> _TASK ITEM_
Copy out, from the entries below, each line holding the string "rocky".

> _MATERIAL TO PROCESS_
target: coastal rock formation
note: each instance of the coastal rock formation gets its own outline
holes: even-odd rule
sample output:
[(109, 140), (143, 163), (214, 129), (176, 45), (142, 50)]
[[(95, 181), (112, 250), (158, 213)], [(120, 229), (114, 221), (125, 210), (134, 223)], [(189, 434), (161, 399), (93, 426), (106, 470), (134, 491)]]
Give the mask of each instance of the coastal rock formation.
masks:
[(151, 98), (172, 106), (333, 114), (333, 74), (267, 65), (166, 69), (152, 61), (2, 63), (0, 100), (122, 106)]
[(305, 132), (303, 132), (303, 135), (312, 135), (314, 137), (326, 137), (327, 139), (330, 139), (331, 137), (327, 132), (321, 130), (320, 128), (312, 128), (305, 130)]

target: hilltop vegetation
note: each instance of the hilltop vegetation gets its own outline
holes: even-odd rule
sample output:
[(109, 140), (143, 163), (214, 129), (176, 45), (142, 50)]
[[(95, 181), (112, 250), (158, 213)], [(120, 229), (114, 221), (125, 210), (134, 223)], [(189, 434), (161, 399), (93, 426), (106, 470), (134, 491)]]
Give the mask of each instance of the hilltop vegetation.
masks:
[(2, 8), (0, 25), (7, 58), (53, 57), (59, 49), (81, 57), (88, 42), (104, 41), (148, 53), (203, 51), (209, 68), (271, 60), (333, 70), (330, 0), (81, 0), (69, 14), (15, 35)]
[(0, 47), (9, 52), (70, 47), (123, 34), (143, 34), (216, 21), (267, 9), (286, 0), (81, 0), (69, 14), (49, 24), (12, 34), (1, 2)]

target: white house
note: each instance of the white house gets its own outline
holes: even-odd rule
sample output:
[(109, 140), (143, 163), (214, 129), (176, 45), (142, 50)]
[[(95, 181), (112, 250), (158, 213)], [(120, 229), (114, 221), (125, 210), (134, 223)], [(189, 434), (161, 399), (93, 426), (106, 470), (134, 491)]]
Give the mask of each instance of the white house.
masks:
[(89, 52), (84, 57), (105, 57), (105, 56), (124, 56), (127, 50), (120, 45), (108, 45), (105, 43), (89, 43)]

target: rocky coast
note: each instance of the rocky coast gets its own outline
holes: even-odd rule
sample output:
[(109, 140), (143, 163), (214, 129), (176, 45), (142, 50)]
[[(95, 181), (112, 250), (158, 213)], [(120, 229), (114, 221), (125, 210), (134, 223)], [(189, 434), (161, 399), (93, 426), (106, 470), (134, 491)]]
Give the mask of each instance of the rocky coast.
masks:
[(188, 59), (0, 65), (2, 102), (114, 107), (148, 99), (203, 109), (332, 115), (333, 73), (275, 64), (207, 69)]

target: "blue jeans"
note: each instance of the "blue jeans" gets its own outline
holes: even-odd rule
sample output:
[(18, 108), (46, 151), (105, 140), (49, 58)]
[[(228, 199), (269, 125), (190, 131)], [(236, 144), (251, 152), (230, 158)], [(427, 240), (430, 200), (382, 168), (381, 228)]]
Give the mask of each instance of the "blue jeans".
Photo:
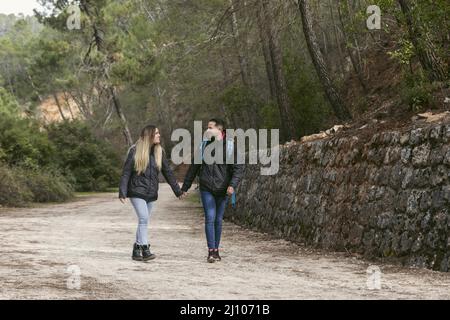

> _ANSWER TO THE PROBLEM_
target: rocky coast
note: each instance of the rocky coast gets its own outline
Give the mask of each instance of the rocky coast.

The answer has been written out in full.